## What the task asks
Make an exact copy of the entries that come next.

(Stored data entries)
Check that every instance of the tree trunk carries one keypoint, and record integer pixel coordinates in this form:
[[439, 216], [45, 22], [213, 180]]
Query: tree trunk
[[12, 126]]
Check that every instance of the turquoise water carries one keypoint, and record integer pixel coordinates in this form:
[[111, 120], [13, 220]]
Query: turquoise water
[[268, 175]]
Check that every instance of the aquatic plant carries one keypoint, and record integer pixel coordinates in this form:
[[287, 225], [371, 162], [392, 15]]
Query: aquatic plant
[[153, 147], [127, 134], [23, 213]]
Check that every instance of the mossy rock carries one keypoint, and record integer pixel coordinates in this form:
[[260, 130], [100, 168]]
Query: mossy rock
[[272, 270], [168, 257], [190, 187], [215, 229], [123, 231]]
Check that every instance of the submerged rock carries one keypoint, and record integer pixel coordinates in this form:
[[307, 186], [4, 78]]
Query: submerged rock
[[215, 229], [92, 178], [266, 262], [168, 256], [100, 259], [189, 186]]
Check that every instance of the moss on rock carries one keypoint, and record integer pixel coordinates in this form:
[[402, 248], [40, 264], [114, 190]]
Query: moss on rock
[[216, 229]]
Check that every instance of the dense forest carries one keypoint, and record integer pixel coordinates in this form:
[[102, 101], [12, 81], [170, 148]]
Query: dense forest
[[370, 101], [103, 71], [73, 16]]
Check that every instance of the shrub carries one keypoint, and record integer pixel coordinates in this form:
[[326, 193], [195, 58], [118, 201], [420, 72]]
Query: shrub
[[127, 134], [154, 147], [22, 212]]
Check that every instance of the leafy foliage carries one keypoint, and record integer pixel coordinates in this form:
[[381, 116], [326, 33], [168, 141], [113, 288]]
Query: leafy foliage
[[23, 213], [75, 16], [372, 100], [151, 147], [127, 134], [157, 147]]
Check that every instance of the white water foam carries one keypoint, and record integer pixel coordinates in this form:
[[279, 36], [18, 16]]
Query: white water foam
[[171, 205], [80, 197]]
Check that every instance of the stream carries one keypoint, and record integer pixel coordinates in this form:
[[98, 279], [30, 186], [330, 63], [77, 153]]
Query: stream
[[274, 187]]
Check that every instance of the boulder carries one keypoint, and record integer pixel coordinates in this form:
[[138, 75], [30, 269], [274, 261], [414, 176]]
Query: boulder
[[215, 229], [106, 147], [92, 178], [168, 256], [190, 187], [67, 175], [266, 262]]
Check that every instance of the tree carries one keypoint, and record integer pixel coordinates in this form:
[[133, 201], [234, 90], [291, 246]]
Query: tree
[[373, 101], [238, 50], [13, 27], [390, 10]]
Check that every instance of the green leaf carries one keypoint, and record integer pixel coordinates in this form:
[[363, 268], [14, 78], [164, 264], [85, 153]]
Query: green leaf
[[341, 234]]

## Answer to this task
Check that every instance of the tree trunk carries one keypoint, and record integer pixel coordinates in this form:
[[439, 216], [45, 22], [213, 180]]
Query: tree trunk
[[12, 126]]
Check that every instance of the turquoise water carries one keypoint, and record integer pixel coordinates in this form:
[[111, 120], [13, 220]]
Query: turquoise water
[[268, 175]]
Check that every instance of the aquatic plant carries one keypoint, and record integer pixel coordinates in this form:
[[287, 225], [371, 162], [392, 15]]
Query: aquatic plant
[[153, 147], [127, 134], [23, 213]]
Check that every instance of the mossy rock carries one keypoint, and record integer pixel coordinates in this form:
[[260, 130], [100, 168]]
Query: mossy rock
[[272, 270], [168, 257], [190, 187], [215, 229], [123, 231]]
Check that every instance of the submerged rock carries one keypoint, and record integer pixel coordinates in this form:
[[307, 186], [4, 78]]
Query: submerged rock
[[215, 229], [92, 178], [266, 262], [168, 256], [100, 259], [189, 186]]
Check that every instance of the moss on rock carries one keypoint, and record integer pixel coordinates in this form:
[[402, 248], [40, 264], [114, 190]]
Query: moss on rock
[[216, 229]]
Check that every instance of the dense forest carries one keypoint, and record integer pixel coordinates in this form:
[[102, 101], [12, 81], [170, 148]]
Query: dense forest
[[370, 101], [103, 71], [73, 16]]
Check that every instance of the shrub carries one keypoint, and record integer pixel coordinates in this form:
[[326, 193], [195, 58], [118, 201], [420, 72]]
Query: shrub
[[127, 134], [154, 147], [22, 212]]
Check that every instance of the leafy foliage carries one keypoint, and record integer pixel coordinates in this form:
[[381, 116], [326, 33], [168, 141], [113, 288]]
Query: leafy foliage
[[23, 213], [75, 16], [372, 100], [151, 147], [127, 134], [157, 147]]
Check that every instance of the white water foam carries one keypoint, and record integer pixel coordinates in this form:
[[279, 36], [18, 16]]
Query: white water foam
[[171, 205], [80, 197]]
Check that every instance of the stream carries one keypoint, and record integer pixel coordinates in this form:
[[98, 279], [30, 186], [330, 63], [77, 153]]
Query: stream
[[274, 187]]
Check that every instance of the boulder carries one keypoint, and record integer pixel coordinates in this form:
[[138, 75], [30, 269], [274, 261], [414, 176]]
Query: boulder
[[215, 229], [106, 147], [92, 178], [168, 256], [190, 187], [67, 175], [266, 262]]
Check that every instance of the tree carries one keypoint, and record integer pixel coordinates in this form:
[[133, 201], [234, 90], [291, 246]]
Query: tree
[[373, 101], [238, 50], [13, 27], [390, 10]]
Check that every instance of the green leaf carries one keypoint, and record integer pixel coordinates in this form:
[[363, 268], [14, 78], [164, 264], [85, 153]]
Query: green leaf
[[341, 234]]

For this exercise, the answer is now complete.